ARTICLE =
--
A qualitative questionnaire is a set of mostly open-ended, exploratory questions designed to capture how people think, feel and make sense of an experience in their own words, rather than to count or measure them. Where a quantitative questionnaire produces tick-box numbers you can run statistics on, a qualitative research questionnaire produces rich text — narratives, reasons, examples and nuance — that you then interpret through coding and themes.

Use one when your research question asks “how”, “why” or “in what way” rather than “how many” or “how much”: when you are exploring a poorly understood topic, surfacing meanings and motivations, or generating ideas and hypotheses for later study. This guide explains what a qualitative questionnaire is, how it differs from a quantitative one, the question types and design principles you need, a sample set of questions you can adapt, the two delivery modes, and how to analyse the answers with thematic analysis.

What is a qualitative research questionnaire?

A qualitative research questionnaire is a structured or semi-structured instrument made up predominantly of open-ended questions that invite respondents to answer in their own words. Its purpose is interpretive: to understand experiences, perceptions, beliefs and the reasoning behind behaviour, rather than to quantify them. The output is textual data — sentences, anecdotes, explanations — which the researcher analyses for patterns of meaning rather than averages or percentages.

It sits within the broader family of methods of data collection and overlaps with the qualitative interview, but differs in one key respect: a questionnaire is delivered as a fixed set of written prompts (the wording is decided in advance), whereas an interview is a live, flexible conversation. A qualitative questionnaire is therefore a useful middle ground — it gives you depth and the respondent’s own voice, while remaining standardised, scalable and comparatively quick to administer across a larger group.

Crucially, “qualitative” describes the type of data and the analytic stance, not merely the absence of numbers. A well-designed qualitative questionnaire is built on an interpretivist or constructivist position: it assumes that meaning is socially constructed and that the researcher’s job is to understand participants’ subjective realities. Bryman and others stress that this epistemological grounding — not just question format — is what makes an instrument genuinely qualitative.
--
MATERIAL PROVIDED =
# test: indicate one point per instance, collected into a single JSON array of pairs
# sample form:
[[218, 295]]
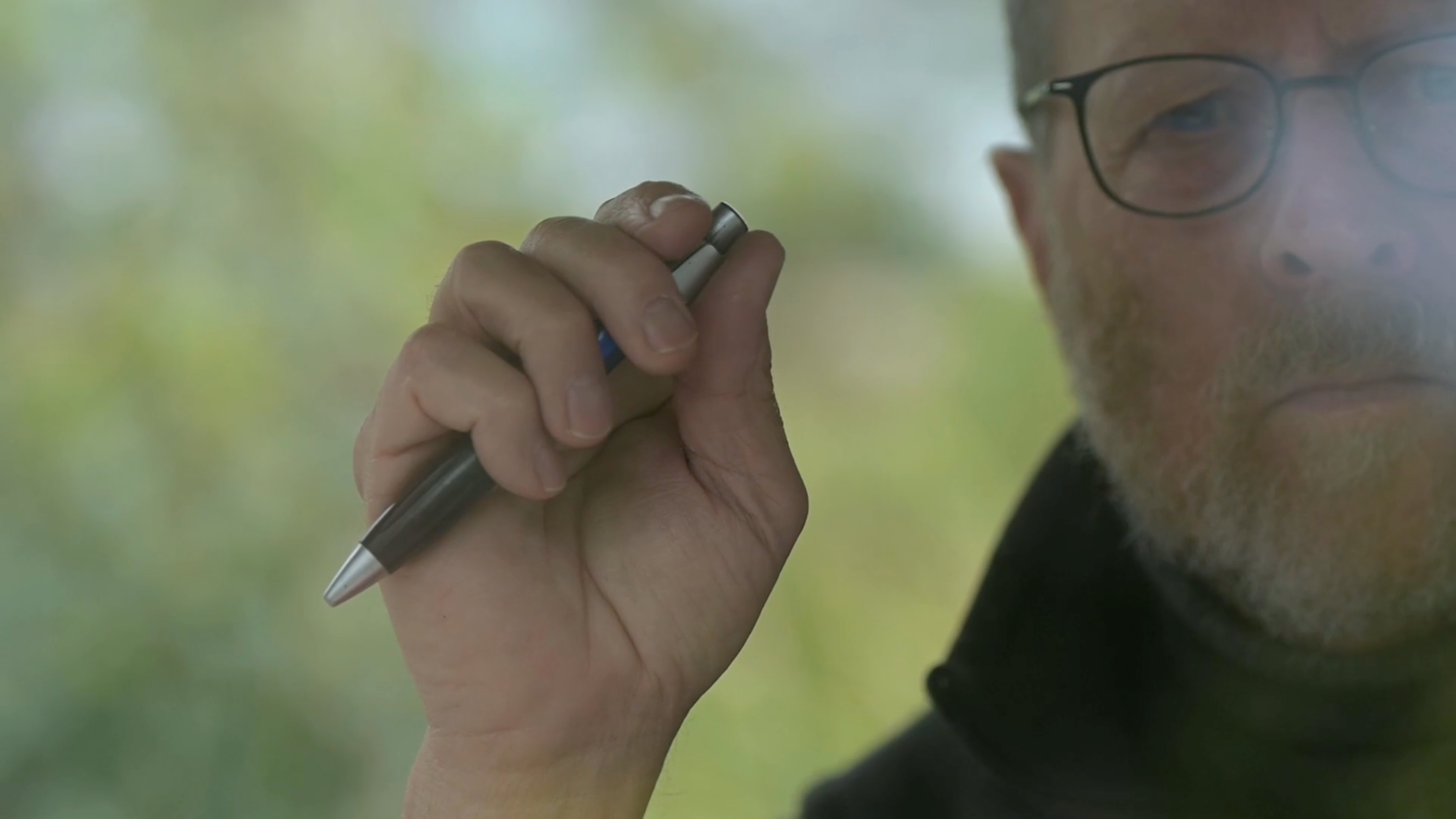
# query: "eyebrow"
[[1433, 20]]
--
Copy the article on qualitative questionnaires from "A qualitative questionnaire is a" up to and including "coding and themes.", substituting "multiple-choice" for "tick-box".

A qualitative questionnaire is a set of mostly open-ended, exploratory questions designed to capture how people think, feel and make sense of an experience in their own words, rather than to count or measure them. Where a quantitative questionnaire produces multiple-choice numbers you can run statistics on, a qualitative research questionnaire produces rich text — narratives, reasons, examples and nuance — that you then interpret through coding and themes.